Work to be completed
Quote exactly the lines running from the line with "Guideline: for each instance of the white car, imagine" to the end of the entries, including both, and nothing else.

Given data
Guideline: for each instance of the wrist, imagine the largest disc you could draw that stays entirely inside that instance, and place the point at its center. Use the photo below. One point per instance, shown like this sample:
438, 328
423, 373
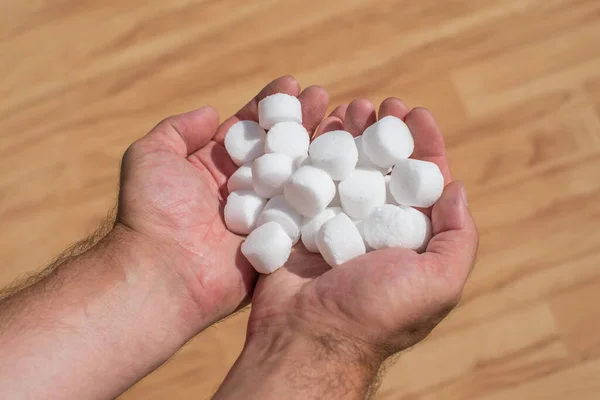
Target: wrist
293, 363
148, 274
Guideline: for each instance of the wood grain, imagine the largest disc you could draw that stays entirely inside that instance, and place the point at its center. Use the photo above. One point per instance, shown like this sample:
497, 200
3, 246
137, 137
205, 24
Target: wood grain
515, 85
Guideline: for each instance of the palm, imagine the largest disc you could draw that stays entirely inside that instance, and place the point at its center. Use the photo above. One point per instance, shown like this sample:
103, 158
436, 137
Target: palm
173, 191
390, 298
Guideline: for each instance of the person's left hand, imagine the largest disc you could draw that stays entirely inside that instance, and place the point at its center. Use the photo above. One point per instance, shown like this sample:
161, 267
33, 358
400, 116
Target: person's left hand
173, 190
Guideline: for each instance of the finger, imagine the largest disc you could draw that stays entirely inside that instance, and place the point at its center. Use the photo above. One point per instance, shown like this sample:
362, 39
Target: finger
314, 100
359, 116
393, 107
329, 124
455, 241
214, 158
185, 133
429, 141
340, 112
285, 84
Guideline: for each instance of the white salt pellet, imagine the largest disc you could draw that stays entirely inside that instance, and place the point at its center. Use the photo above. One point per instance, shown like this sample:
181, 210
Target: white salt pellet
388, 141
397, 226
278, 108
241, 179
288, 138
339, 240
389, 199
363, 159
416, 183
245, 142
360, 225
280, 211
335, 153
267, 248
311, 226
336, 202
270, 172
309, 190
242, 211
361, 192
423, 229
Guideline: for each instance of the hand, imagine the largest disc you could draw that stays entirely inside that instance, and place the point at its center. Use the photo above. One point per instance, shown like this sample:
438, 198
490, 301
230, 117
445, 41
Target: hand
378, 304
173, 190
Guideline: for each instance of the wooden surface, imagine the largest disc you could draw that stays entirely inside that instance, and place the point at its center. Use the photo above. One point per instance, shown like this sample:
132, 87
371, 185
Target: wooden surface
515, 85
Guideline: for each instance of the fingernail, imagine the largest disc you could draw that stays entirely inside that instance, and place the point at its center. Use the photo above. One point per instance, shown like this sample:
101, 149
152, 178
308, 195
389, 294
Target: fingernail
463, 191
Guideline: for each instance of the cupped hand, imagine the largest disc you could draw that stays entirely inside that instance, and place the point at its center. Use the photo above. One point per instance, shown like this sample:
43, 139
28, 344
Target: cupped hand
173, 190
387, 300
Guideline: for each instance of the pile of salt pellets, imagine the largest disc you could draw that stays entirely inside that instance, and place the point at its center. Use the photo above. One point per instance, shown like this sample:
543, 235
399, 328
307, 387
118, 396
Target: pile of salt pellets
343, 196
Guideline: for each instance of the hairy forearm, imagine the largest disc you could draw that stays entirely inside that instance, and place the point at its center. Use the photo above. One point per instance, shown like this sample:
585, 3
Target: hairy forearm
292, 366
94, 324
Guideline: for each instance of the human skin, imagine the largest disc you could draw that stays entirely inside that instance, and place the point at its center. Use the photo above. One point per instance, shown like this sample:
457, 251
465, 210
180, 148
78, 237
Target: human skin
316, 332
116, 306
119, 304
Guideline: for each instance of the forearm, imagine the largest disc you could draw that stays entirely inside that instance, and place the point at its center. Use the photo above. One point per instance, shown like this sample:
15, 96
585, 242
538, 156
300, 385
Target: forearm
292, 366
95, 325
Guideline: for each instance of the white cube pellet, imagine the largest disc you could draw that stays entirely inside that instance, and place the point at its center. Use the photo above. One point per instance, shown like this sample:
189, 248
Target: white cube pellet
242, 211
339, 240
278, 108
336, 202
245, 142
423, 230
388, 141
360, 225
241, 179
335, 153
363, 159
389, 199
280, 211
416, 183
270, 172
311, 226
267, 248
397, 226
361, 192
309, 190
288, 138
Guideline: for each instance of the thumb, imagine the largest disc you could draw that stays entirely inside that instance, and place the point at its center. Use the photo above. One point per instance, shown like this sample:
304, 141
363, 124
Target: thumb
455, 239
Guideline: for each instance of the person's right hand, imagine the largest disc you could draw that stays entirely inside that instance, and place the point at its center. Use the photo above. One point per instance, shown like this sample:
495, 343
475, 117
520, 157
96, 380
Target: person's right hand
336, 326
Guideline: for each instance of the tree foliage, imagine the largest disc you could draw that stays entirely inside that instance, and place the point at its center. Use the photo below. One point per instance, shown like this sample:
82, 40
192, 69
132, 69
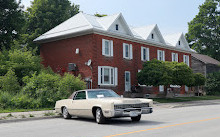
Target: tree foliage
204, 30
12, 21
22, 61
166, 73
9, 83
44, 15
182, 74
199, 79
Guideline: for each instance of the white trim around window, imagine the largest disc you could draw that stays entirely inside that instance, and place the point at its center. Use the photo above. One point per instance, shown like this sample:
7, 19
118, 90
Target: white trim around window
161, 55
186, 59
107, 76
174, 57
145, 54
127, 51
107, 48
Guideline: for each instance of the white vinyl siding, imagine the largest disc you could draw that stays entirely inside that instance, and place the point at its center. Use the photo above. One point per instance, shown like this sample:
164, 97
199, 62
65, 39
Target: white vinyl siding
127, 51
174, 57
186, 59
107, 48
145, 54
161, 55
107, 75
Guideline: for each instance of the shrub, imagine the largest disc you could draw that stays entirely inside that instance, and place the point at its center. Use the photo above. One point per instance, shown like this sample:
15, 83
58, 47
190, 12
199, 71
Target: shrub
213, 83
9, 83
43, 87
47, 88
5, 100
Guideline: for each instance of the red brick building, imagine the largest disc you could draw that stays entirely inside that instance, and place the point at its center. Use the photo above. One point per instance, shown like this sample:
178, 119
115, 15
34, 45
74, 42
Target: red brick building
108, 53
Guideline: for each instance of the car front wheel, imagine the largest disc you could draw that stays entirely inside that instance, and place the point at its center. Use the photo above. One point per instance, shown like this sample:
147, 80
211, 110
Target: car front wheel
137, 118
100, 119
66, 114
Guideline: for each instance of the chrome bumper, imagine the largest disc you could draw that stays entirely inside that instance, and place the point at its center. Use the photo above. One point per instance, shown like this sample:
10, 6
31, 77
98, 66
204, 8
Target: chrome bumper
132, 112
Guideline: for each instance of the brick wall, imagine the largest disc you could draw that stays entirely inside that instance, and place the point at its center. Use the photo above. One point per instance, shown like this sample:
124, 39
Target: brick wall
58, 54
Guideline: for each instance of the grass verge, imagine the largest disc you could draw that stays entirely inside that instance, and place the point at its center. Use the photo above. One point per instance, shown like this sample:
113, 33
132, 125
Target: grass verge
22, 110
185, 99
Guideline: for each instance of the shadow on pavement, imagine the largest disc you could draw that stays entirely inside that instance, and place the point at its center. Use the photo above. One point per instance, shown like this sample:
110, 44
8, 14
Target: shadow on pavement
119, 122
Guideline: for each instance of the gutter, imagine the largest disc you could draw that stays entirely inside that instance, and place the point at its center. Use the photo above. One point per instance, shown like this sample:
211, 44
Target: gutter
111, 34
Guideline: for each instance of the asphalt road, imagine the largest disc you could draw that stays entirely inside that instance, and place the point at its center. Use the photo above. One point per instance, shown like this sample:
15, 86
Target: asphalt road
194, 121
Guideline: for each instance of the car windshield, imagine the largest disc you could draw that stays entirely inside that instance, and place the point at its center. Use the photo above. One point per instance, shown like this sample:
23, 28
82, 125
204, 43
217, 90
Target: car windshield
102, 94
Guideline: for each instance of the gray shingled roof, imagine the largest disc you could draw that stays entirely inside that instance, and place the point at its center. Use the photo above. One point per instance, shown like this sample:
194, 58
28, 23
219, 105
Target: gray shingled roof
82, 22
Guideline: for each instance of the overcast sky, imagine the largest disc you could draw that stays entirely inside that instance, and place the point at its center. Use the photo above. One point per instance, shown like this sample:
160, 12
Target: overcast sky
171, 16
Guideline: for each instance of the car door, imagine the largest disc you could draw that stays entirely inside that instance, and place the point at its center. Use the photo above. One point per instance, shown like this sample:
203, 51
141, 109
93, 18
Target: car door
80, 106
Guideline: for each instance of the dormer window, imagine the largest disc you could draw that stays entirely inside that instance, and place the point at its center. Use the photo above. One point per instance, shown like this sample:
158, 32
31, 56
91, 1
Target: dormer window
116, 26
152, 36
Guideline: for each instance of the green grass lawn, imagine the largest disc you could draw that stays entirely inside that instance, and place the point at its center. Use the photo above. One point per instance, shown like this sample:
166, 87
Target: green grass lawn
23, 110
185, 99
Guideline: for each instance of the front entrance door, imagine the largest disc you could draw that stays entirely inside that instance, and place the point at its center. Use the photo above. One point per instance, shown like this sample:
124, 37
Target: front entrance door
127, 81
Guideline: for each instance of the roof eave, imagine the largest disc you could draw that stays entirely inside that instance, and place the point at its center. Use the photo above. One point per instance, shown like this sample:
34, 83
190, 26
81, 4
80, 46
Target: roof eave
70, 35
156, 44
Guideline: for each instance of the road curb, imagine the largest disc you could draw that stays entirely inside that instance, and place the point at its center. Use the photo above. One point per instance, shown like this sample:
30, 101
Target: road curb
28, 119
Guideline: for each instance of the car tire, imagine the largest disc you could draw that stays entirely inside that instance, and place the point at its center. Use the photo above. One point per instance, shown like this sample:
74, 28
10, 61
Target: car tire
137, 118
66, 114
100, 119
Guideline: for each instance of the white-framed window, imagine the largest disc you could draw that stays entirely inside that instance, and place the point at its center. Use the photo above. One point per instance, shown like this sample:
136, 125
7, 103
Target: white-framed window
107, 47
186, 88
145, 54
186, 59
161, 55
152, 36
116, 27
174, 57
127, 51
161, 88
107, 75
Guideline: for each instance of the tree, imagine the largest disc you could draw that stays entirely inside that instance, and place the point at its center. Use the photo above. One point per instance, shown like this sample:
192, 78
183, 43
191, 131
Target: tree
44, 15
203, 31
9, 83
22, 61
12, 20
213, 83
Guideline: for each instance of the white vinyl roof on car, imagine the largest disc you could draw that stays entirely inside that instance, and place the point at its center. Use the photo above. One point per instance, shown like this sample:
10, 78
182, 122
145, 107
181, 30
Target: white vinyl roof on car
82, 22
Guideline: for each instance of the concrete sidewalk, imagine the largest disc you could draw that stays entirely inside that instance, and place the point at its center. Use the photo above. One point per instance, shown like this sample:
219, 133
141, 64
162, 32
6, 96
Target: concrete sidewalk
36, 115
23, 116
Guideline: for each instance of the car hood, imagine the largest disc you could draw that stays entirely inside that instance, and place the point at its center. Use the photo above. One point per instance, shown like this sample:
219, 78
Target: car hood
121, 100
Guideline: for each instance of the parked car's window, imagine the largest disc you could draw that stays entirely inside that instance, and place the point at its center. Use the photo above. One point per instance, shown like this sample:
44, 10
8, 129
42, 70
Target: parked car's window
102, 94
80, 95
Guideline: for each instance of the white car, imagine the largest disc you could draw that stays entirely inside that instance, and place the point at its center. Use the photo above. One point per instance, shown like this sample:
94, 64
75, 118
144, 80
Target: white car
102, 104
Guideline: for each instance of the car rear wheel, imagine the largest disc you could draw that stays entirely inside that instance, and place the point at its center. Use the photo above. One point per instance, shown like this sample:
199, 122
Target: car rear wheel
137, 118
66, 114
100, 119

Full output
Guideline: for each instance of the white car, imagine the largest disc you could draw that stays entirely inside that instance, and place the point at its center. Use the photo above. One point per instance, shown like this sample:
94, 64
75, 118
144, 80
Target: white car
102, 104
Guideline: for each instance of the car rear wheel, imagine the largest disc you could draw that stays entirely inside that instance, and place the point at its center. Use the photo above. One point per instance, shown like this sample:
199, 122
Target: car rear wheel
137, 118
66, 114
100, 119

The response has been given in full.